AIM OF THE EXERCISE -> Rewrite the stretch of the listing from the line containing "Each instance of the bare" through the line containing "Each instance of the green lawn", putting "stone mansion" in place of "brick mansion" and keeping everything else the same.

DATA LISTING ->
•••

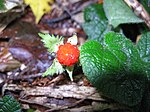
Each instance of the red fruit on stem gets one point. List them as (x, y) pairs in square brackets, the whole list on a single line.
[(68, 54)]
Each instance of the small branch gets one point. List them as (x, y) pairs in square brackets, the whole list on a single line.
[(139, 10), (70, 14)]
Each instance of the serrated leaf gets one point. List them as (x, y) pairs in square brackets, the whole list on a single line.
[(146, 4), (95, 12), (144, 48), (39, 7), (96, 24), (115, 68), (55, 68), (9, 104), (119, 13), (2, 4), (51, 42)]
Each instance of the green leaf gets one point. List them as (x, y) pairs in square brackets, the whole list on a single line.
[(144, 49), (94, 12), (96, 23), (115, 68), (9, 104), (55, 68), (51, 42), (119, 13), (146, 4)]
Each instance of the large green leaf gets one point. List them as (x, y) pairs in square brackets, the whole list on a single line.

•••

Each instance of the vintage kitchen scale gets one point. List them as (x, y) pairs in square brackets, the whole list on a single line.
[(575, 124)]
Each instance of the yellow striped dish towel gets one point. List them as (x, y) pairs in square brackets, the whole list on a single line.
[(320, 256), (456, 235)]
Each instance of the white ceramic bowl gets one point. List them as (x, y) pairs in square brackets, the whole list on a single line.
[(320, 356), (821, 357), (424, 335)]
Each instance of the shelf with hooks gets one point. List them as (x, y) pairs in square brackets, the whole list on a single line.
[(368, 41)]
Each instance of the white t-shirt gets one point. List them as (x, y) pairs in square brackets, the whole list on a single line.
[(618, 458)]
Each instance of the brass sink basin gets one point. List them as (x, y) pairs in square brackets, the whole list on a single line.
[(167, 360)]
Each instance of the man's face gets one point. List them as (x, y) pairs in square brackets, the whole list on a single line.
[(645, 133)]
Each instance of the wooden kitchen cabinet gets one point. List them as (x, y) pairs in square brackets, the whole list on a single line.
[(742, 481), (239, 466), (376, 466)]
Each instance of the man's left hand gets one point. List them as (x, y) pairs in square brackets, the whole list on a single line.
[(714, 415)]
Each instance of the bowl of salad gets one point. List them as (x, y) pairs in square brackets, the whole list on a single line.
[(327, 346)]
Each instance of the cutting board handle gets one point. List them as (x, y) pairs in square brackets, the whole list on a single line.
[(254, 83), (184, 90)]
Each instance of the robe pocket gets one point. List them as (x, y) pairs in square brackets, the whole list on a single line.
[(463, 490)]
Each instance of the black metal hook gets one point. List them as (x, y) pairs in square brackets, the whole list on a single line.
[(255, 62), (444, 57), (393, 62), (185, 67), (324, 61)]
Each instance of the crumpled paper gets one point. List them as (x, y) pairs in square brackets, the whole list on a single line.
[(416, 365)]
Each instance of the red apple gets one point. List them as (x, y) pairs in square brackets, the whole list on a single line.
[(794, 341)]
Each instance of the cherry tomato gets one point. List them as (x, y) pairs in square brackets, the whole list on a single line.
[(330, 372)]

•••

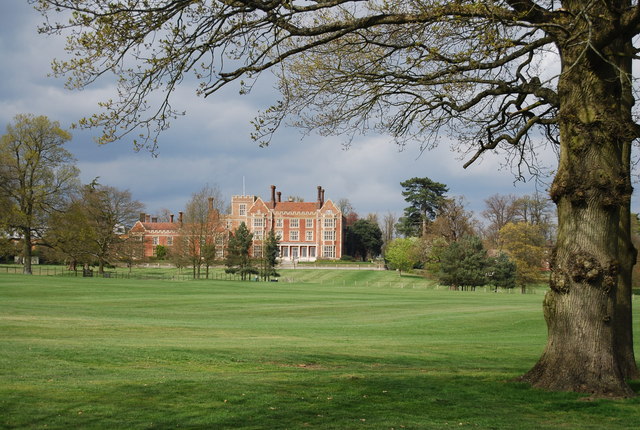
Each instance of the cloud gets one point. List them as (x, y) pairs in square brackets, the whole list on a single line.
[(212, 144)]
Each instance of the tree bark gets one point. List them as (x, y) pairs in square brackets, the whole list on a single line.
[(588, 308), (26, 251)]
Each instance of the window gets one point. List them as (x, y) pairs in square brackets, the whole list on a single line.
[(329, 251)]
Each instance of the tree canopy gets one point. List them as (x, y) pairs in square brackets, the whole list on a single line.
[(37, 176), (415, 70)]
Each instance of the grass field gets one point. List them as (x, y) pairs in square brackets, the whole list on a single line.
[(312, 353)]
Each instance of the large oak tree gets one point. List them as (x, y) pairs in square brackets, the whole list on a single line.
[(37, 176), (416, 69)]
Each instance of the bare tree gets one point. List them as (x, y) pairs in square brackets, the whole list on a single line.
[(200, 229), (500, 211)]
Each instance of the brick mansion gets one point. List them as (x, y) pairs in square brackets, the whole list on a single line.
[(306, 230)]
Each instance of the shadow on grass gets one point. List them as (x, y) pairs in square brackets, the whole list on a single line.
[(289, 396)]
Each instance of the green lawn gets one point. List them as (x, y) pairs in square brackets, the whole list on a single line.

•••

REPLY ->
Each instance of the bare tree gets one point. List them as (x, y) pairs in square brackets, the whole list on a single line.
[(200, 229), (500, 211)]
Each instance of the stone mansion gets one point. List them as (x, y) pairs in square brackets, the whole list on a single line.
[(306, 230)]
Each instance of the shadow on grass gets one point. List them as (x, y) pairs in square brackets, the whole list on a single line.
[(289, 396)]
Each instance of the green lawn gets one point. List them as (x, y) pairs in square brackets, the whole list on a single line.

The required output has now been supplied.